(PROBLEM REQUIREMENTS):
Pull every line containing "sign" from the entries.
─── DATA FOR ANALYSIS ───
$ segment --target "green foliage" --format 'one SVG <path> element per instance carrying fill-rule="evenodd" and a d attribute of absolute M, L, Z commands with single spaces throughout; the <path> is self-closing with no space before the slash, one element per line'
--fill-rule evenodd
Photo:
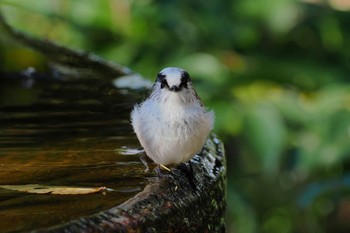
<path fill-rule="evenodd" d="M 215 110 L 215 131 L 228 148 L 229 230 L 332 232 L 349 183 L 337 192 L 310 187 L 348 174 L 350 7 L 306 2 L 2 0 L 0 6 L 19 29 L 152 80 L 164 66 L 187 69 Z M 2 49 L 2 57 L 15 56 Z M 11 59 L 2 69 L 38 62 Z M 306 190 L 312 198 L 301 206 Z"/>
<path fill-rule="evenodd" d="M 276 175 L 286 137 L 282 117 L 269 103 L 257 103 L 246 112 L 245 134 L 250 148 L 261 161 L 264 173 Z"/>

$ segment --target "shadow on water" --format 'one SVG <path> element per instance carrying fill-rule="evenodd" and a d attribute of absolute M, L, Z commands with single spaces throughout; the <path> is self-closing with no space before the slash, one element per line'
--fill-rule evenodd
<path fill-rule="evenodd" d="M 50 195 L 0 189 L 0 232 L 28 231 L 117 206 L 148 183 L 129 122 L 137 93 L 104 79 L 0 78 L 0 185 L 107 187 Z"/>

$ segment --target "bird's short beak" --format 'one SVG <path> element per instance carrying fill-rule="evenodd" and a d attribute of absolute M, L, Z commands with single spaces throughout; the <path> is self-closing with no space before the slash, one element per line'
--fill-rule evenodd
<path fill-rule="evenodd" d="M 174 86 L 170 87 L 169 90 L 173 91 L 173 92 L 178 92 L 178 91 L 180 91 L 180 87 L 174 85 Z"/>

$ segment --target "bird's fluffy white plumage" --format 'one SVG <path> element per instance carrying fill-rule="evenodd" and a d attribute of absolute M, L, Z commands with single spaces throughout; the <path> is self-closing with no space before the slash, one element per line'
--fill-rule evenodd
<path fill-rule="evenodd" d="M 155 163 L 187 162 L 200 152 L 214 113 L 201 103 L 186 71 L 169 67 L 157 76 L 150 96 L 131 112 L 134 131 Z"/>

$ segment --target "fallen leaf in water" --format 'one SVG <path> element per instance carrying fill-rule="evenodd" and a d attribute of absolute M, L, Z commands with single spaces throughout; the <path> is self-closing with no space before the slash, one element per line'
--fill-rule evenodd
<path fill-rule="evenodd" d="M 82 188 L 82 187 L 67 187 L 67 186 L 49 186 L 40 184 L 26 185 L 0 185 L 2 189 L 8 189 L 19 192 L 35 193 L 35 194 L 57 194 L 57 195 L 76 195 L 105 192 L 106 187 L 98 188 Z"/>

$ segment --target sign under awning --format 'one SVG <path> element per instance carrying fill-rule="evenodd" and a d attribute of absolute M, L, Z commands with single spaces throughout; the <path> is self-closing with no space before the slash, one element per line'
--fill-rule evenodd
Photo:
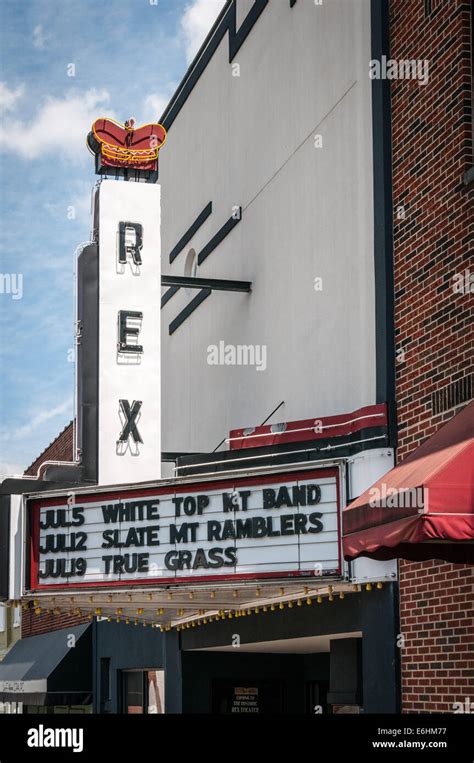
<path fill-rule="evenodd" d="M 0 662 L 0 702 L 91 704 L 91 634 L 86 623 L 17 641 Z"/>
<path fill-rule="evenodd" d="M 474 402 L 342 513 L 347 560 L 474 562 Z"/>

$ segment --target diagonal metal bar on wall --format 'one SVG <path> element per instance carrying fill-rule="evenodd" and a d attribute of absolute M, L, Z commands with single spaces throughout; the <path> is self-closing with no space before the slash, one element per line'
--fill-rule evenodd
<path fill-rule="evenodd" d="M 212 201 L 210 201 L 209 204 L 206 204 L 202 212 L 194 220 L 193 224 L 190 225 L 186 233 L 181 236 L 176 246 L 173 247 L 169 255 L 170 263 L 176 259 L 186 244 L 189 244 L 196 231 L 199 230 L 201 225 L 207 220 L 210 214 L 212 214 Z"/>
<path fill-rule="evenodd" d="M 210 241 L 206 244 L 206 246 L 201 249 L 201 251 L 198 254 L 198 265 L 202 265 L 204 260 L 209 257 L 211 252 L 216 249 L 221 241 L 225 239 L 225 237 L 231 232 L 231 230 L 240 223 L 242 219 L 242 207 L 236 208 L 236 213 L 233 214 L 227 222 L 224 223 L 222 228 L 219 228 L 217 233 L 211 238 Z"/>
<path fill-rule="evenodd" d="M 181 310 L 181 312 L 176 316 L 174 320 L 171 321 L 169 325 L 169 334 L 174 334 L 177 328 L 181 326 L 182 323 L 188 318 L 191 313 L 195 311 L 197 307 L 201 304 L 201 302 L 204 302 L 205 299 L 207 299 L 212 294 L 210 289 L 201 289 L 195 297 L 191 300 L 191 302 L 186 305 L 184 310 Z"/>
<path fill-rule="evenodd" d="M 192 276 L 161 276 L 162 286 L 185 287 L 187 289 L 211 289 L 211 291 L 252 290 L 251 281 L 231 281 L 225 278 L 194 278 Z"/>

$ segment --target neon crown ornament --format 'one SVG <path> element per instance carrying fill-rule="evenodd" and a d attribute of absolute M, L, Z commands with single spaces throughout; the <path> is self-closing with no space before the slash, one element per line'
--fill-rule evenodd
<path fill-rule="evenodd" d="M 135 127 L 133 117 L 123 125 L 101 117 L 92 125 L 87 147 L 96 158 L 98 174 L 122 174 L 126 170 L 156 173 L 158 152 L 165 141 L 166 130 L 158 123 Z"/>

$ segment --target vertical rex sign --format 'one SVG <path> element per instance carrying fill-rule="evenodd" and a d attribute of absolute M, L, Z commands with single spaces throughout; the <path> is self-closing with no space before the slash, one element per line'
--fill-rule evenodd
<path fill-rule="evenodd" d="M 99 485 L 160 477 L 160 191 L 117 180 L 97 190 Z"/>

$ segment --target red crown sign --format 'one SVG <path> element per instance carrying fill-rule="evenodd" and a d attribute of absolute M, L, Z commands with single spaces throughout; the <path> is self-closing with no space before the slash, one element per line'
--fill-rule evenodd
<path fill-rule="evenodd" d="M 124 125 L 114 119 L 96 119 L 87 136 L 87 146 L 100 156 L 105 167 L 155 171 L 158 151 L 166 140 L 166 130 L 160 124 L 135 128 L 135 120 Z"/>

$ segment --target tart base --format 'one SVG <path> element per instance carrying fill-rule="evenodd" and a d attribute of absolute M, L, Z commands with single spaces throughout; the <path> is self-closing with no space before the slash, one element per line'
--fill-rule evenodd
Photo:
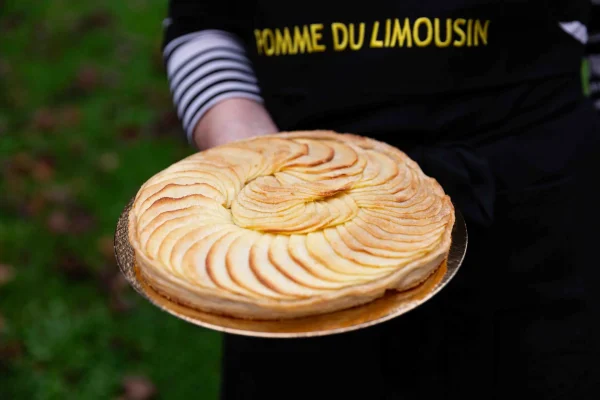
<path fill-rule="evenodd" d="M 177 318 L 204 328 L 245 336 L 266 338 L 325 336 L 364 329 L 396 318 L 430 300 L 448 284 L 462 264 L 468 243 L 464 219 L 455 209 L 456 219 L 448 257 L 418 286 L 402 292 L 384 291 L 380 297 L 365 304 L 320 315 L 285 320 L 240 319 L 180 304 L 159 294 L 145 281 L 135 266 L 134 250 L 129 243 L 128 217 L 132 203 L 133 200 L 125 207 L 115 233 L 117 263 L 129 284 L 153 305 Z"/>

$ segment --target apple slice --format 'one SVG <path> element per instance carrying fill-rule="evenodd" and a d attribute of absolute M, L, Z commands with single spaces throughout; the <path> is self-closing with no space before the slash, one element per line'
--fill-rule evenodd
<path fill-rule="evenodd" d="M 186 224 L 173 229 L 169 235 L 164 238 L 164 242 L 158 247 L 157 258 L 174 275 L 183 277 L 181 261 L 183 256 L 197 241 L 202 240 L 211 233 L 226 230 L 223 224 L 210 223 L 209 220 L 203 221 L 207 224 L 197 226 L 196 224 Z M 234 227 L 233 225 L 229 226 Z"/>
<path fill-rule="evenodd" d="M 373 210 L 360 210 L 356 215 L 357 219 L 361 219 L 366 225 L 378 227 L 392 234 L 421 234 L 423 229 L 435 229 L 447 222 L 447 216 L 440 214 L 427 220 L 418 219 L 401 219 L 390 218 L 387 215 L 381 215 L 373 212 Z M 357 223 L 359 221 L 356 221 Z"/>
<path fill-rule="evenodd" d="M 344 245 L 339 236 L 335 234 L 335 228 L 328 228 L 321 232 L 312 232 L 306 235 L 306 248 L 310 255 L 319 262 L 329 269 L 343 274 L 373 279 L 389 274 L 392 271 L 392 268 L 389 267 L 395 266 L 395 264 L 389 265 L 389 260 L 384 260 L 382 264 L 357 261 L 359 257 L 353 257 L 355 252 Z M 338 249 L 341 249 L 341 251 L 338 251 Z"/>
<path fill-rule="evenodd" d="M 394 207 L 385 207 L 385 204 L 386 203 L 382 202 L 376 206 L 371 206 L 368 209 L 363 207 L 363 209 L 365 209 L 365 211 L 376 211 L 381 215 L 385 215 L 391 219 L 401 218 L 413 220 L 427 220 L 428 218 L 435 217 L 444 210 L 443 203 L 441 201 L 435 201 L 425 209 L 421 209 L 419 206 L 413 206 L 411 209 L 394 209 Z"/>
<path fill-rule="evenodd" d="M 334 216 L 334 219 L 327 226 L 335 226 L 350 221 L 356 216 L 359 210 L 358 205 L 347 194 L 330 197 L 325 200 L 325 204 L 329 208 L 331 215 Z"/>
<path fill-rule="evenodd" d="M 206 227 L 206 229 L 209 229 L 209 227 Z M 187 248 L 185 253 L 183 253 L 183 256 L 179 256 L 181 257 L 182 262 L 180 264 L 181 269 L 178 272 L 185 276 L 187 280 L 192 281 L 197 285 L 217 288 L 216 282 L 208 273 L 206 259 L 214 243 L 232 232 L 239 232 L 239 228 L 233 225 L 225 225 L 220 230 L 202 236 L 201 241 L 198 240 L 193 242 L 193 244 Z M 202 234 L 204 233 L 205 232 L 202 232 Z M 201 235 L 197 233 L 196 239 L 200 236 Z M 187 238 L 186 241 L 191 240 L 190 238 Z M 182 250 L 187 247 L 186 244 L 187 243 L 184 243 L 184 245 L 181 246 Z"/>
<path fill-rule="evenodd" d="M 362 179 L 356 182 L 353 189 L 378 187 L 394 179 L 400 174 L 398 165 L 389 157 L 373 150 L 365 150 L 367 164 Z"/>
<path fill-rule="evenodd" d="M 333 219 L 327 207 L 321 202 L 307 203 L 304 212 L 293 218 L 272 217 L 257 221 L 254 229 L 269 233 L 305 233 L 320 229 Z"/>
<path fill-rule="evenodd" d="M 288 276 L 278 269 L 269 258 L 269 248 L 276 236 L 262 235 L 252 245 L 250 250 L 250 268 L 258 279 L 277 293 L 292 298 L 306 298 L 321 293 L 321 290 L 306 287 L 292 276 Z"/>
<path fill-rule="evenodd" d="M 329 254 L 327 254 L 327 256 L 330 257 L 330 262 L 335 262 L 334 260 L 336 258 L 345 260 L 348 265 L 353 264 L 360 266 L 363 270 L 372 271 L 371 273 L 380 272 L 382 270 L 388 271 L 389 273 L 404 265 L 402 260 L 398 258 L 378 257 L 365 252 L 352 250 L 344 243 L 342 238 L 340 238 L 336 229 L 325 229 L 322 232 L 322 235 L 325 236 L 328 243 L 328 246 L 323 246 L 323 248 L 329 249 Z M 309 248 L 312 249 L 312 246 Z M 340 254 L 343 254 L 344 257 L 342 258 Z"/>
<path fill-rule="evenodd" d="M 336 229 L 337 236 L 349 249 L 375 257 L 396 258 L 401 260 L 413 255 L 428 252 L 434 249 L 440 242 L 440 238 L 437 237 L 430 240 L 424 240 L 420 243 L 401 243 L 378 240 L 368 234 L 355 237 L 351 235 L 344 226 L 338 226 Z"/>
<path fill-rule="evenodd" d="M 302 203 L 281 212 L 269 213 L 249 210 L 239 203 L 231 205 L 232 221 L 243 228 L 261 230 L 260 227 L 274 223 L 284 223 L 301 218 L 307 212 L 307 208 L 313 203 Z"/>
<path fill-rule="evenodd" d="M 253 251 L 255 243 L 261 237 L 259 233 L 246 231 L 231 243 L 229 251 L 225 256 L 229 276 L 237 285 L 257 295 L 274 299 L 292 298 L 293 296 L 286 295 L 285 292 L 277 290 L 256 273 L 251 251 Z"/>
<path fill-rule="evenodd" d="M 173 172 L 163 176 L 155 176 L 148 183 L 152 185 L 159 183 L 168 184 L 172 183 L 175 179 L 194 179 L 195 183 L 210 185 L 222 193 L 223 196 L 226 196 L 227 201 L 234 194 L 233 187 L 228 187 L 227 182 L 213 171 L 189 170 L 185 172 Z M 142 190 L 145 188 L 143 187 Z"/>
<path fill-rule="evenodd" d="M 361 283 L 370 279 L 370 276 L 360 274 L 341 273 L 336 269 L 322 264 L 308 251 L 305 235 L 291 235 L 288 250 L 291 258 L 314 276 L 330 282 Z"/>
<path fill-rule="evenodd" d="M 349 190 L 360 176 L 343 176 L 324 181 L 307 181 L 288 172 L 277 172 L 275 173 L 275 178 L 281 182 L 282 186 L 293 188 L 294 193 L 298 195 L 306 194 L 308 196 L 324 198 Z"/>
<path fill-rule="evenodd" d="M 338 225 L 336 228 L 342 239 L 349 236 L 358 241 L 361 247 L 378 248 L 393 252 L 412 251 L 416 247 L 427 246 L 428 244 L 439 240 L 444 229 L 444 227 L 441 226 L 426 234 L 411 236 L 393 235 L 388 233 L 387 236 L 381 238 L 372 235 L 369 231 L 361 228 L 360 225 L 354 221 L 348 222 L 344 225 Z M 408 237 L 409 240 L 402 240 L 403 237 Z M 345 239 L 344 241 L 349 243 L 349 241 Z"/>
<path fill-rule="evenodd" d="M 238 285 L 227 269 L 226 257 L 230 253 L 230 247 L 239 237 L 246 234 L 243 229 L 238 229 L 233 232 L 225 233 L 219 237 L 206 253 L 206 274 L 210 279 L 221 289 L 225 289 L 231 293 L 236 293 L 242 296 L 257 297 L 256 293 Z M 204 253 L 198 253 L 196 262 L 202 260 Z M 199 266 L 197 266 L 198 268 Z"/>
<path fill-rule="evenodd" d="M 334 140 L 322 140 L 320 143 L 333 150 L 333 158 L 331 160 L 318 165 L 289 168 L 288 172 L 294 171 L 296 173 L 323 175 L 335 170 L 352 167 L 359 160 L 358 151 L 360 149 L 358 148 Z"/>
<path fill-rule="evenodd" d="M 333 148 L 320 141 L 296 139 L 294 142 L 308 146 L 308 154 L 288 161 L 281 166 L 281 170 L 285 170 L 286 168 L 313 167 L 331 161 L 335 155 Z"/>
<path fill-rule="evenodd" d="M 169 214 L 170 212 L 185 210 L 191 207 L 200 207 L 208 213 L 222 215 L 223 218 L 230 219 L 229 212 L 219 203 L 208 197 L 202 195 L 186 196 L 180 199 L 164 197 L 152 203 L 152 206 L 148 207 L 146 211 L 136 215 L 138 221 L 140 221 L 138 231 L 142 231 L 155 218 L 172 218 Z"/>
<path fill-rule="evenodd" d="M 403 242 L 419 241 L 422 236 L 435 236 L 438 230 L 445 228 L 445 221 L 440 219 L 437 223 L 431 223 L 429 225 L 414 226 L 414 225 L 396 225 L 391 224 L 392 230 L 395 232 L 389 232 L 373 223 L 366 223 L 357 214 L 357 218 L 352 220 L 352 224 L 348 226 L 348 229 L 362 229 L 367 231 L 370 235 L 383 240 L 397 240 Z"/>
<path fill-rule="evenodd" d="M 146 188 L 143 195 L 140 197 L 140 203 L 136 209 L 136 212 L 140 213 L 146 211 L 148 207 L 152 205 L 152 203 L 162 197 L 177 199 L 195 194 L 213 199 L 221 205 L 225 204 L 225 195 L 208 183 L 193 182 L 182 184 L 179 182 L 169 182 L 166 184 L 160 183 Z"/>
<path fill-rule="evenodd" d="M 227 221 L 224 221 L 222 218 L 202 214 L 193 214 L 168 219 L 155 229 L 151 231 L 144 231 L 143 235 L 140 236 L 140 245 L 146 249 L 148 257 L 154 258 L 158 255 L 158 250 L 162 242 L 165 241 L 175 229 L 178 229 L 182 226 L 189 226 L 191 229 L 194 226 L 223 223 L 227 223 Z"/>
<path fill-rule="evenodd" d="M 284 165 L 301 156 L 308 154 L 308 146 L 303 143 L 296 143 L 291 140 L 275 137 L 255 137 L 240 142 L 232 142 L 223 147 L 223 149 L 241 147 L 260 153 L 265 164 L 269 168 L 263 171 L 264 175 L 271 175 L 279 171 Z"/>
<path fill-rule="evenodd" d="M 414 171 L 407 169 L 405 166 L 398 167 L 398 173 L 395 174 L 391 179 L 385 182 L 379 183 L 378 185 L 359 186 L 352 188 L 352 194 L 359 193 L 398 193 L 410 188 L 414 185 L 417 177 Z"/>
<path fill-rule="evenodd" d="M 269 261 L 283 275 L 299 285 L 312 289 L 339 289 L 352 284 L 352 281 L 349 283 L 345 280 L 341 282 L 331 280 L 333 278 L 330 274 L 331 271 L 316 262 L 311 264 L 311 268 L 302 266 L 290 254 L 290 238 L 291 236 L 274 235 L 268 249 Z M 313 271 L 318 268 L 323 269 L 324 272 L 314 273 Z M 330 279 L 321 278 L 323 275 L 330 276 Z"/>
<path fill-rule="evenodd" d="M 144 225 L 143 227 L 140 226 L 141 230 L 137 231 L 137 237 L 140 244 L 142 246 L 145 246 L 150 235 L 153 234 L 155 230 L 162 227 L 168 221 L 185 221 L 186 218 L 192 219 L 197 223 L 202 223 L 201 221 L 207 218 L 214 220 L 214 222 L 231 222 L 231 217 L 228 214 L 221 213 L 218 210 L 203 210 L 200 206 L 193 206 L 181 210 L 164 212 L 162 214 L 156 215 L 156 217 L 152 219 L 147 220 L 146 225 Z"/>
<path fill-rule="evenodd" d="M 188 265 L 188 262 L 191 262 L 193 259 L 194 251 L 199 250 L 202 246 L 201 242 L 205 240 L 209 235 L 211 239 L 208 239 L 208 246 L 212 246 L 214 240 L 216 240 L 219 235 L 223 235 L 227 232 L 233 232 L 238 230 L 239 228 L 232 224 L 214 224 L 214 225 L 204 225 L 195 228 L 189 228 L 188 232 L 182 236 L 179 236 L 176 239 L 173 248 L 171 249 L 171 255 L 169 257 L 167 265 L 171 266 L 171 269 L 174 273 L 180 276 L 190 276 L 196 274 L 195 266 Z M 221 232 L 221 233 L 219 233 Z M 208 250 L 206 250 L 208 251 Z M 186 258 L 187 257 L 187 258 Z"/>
───
(YOUR SOLUTION):
$ segment --target sign under awning --format 'one SVG <path> element per instance carrying fill-rule="evenodd" and a d attribute of absolute M, L, Z commands with single spaces throughout; the <path> is self-closing with no space before the slash, one element per line'
$ segment --target vertical rex sign --format 'one SVG <path> element per instance carrying fill-rule="evenodd" and a d attribute of absolute M, L, Z commands with single spaces throughout; the <path> is self-closing with no space before the slash, one element per line'
$ segment --target red crown sign --format 'one SVG <path> element per instance carrying fill-rule="evenodd" and a d attribute of absolute M, L, Z commands with single spaces throughout; the <path> is self-closing with no space before the slash, one element per line'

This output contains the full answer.